The gravamen of plaintiffs’ complaint is that defendants failed to disclose certain critical details with a material bearing on the statements made in addition to making a number of overt misrepresentations. In other words, in order for the statement that the certificates were guaranteed by the parent company not to be misleading, the plaintiff class should also have been told of: (1) the highly speculative nature of the company’s investments; (2) the true uses to which the proceeds were being put (i. e., uses other than real estate loans and development); (3) the true nature of Investors Mortgage and Investors Equity’s business (i. e., recreational real estate development); and (4) the true financial condition of the companies. Plaintiffs allege Investors Equity and its subsidiaries were operating at a loss and were either on the brink of insolvency or insolvent throughout the class period. Furthermore, plaintiffs claim that the statements regarding real estate as security or investments were either misleading or constituted misrepresentations when the four material facts set out above were omitted.
Class members purchased certificates in several different ways: (1) on the basis of the ads alone; (2) on the basis of an ad and oral communications; (3) upon an ad and written form letters supplied in response to an inquiry; (4) in response to an ad and individualized written responses; or (5) based upon a combination of (2), (3), and (4). The plaintiffs’ principal contention seems to be, not that additional misrepresentations were made in the contacts following the ads, but, rather, that none of the contacts with company officers and directors — regardless of their nature — did anything to supply the material facts necessary to make the statements appearing in the ads, in light of the circumstances under which they were made, not misleading.
Defendants take issue with plaintiffs’ factual recitation, resisting what they apparently view as erroneous blanket assertions of wrongdoing over the entire proposed class period. They primarily argue that Investors Equity and its subsidiary, Investors Mortgage, were solvent and profitable at least through fiscal year 1970, as indicated by the companies’ consolidated annual reports. Only when they began investing in recreational real estate (Lake Panorama at Panora, Iowa and Lake Wappapello in Missouri) in 1971 did financial difficulties surface, due at least in part to “rampant inflation, an oil crisis, [and] tight money”. See Brief of Certain Defendants in Support of Their Resistances to Plaintiffs’ Application to Maintain a Class Action, at 6.
In order to achieve class action designation under Fed.R.Civ.P. 23(b)(3), plaintiffs must first meet the prerequisites of Rule 23(a): (1) numerosity, (2) commonality, (3) typicality, and (4) adequate representation. Defendants claim that none of these conditions have been satisfied. The Court, however, is convinced that plaintiffs do, in fact, meet these threshold criteria-to class action consideration.
Numerosity
Defendants correctly argue that by definition an essential — although unenumerated — -prerequisite to the maintenance of a class action is the existence of a class. However, they seek to advance an unduly restrictive interpretation of that requirement. At this early stage of the proceedings the Court is primarily concerned only with whether an identifiable plaintiff group exists which can be reasonably defined in actual practice. 7 Wright & Miller, Federal Practice & Procedure, § 1760 at 579-84 (1972); 3B Moore’s Federal Practice ¶ 23.04, at 23-251 (2d ed. 1977). The Court is satisfied that “all persons or legal entities having an ownership interest in one or more Thrift Certificates and Guarantee Bonds” sufficiently delineates the plaintiff class, subject to further refinement pursuant to 23(c)(1).

EXTRACTED ENTRIES.
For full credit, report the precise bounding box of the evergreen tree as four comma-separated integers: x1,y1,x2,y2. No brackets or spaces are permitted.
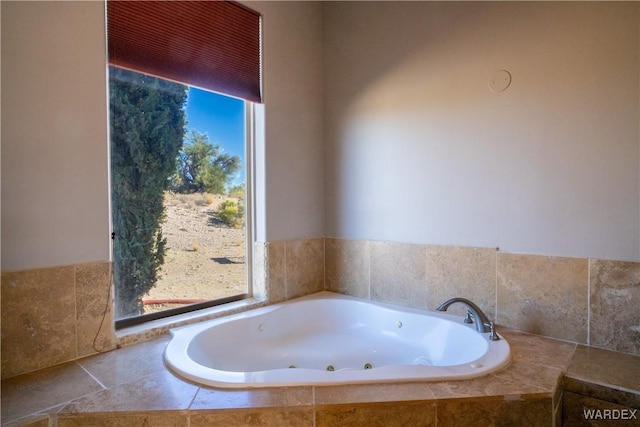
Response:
109,67,187,319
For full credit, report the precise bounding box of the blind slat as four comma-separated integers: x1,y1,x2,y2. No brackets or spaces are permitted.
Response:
107,0,262,102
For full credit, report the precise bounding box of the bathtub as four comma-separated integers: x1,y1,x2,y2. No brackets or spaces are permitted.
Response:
165,292,510,388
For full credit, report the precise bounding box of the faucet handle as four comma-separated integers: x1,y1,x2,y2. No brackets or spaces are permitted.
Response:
489,322,500,341
464,310,473,323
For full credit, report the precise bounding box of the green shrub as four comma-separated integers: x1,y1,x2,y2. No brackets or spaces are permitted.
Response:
216,200,244,228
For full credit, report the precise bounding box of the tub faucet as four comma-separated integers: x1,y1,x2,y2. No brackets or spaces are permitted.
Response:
436,298,500,341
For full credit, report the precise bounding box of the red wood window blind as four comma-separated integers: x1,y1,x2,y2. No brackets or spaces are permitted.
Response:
107,0,262,102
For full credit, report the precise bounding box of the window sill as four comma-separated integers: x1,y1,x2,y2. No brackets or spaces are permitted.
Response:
116,298,267,346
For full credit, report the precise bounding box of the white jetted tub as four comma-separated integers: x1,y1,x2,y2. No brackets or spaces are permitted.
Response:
165,292,510,388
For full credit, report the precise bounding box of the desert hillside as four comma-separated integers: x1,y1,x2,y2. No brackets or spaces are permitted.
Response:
144,193,246,312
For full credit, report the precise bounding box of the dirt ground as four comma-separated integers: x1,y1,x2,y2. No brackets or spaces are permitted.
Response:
143,193,246,313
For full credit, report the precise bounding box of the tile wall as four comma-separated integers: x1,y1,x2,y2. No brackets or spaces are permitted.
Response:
0,262,116,378
325,238,640,355
1,238,640,378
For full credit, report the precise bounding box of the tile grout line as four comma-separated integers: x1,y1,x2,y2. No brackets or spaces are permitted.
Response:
587,258,591,346
73,360,109,390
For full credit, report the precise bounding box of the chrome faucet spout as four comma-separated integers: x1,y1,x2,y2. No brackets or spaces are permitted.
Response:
436,298,500,341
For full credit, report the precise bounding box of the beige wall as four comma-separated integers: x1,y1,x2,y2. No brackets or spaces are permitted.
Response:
2,1,324,271
1,1,110,270
246,1,324,242
323,2,640,260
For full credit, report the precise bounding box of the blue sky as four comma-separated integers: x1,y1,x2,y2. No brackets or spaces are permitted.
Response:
186,87,245,183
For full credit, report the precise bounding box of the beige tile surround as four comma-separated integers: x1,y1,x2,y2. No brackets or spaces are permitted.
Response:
0,262,116,378
1,238,640,384
2,330,576,427
325,238,640,355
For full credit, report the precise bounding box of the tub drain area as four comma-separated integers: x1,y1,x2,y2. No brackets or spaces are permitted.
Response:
287,362,373,372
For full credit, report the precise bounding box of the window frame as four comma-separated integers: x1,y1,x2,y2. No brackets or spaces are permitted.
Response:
107,77,256,332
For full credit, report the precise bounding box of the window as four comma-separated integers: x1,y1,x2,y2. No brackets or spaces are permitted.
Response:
107,1,260,327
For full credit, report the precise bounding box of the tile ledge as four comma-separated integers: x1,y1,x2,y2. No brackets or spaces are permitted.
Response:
116,298,267,346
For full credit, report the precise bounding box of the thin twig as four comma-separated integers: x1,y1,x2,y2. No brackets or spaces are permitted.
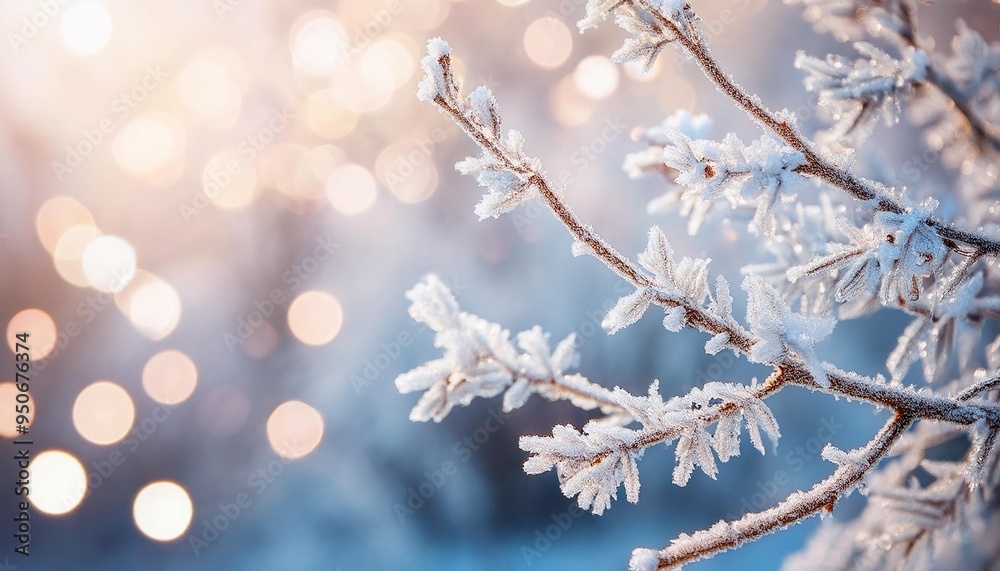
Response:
659,414,913,569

SET TASK. Write the next part of the court opinion on certifying the thrift certificate holders as a class, beginning after its final sentence. The listing has no connection to the court opinion on class certification.

ANSWER TO THIS EXERCISE.
Given that, the Court finds no great difficulty in determining that the proposed plaintiff class is “so numerous that joinder of all members is impracticable”. Fed.R. Civ.P. 23(a)(1). Plaintiffs state that the proposed class consists of approximately 635 purchasers or their successors-in-interest who presently hold 848 thrift certificates and accompanying guarantee bonds. Their claims are relatively small (estimated at an average of $3,990.48 per family), making it financially difficult or implausible for them to pursue individual actions. Joinder is further made impracticable by the fact that class members are geographically distributed across Iowa and several other states. See, e. g., Miller v. Central Chinchilla Group, Inc., 66 F.R.D. 411, 413 (S.D.Iowa 1975).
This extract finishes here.